#### SUPPLIED DATA
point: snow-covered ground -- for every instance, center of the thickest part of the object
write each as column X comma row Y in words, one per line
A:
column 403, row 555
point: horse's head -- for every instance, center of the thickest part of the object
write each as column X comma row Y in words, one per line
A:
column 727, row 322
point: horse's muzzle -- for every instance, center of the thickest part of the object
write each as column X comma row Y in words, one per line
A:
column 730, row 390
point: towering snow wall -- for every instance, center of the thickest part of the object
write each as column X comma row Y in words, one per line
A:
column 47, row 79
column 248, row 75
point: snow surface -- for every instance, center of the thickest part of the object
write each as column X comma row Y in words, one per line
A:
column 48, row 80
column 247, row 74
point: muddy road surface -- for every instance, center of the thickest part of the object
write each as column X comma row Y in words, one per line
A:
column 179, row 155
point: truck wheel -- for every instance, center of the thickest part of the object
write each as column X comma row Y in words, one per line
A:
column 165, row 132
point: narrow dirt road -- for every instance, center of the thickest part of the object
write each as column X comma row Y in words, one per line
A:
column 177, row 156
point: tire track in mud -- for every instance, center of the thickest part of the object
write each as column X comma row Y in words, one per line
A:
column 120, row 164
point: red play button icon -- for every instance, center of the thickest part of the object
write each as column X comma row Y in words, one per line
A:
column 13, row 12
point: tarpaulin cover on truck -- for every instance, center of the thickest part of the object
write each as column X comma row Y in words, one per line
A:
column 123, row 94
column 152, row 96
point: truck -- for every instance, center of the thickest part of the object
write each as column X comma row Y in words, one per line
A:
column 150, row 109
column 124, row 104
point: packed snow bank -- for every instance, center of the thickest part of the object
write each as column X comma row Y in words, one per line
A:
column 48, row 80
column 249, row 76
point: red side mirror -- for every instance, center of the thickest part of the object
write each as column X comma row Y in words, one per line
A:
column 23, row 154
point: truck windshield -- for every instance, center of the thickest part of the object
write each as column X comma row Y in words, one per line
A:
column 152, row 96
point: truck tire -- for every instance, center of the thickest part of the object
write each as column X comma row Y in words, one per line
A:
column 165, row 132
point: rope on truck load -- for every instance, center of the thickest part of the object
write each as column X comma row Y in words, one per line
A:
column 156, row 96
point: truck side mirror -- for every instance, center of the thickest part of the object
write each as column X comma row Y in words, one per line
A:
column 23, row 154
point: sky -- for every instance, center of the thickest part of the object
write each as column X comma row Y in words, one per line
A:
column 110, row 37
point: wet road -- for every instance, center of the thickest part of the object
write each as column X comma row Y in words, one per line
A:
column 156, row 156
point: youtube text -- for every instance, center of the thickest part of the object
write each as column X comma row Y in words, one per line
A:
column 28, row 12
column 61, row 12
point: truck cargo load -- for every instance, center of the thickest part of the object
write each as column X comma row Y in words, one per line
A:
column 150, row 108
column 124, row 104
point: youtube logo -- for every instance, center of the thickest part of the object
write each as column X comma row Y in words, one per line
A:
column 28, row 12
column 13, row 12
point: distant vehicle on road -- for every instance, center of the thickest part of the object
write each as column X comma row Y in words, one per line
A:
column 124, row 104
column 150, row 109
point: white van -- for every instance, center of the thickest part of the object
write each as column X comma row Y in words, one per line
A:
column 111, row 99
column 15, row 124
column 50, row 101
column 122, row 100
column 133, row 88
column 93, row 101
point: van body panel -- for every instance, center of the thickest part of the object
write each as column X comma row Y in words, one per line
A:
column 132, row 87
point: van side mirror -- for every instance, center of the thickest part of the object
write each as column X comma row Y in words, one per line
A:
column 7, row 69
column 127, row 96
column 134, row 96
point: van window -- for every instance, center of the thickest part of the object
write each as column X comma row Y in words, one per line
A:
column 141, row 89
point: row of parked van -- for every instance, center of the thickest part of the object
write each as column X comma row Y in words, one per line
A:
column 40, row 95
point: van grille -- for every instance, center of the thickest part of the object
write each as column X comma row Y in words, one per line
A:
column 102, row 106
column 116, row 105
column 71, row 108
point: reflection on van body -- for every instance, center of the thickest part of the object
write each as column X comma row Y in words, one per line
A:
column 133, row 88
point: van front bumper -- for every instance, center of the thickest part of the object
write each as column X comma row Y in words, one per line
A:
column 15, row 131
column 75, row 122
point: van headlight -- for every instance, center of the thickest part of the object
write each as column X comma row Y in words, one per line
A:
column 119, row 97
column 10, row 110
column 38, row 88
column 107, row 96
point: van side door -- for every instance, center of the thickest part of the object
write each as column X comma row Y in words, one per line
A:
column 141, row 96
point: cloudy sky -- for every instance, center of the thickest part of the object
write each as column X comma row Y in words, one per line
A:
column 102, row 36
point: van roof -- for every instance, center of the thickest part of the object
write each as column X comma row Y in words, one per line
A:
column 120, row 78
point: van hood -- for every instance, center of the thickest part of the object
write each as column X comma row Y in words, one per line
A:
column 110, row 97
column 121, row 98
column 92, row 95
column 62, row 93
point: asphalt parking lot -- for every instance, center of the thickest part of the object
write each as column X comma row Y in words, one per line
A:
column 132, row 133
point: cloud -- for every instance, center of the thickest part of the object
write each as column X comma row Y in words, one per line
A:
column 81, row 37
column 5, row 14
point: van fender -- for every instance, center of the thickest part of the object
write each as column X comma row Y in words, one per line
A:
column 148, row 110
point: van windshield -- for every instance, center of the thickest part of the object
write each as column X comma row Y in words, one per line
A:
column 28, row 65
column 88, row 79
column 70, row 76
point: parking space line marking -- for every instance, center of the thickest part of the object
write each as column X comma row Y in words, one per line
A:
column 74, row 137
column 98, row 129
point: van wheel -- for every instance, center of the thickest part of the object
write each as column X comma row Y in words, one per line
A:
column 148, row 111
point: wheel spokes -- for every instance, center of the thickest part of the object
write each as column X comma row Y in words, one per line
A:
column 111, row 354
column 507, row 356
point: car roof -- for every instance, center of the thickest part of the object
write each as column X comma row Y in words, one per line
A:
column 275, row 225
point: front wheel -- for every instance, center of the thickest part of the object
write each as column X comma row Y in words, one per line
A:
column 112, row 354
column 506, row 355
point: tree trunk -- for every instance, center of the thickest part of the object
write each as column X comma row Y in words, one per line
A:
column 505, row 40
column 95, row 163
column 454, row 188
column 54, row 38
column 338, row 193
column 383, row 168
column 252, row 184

#### TASK STATEMENT
Look through the entries above; find each line with the word "youtube" and copy it.

#### SOLUTION
point: youtube text -- for every instance, center of the thickest part of the object
point: youtube logo -- for every instance, center of the thickest part of the object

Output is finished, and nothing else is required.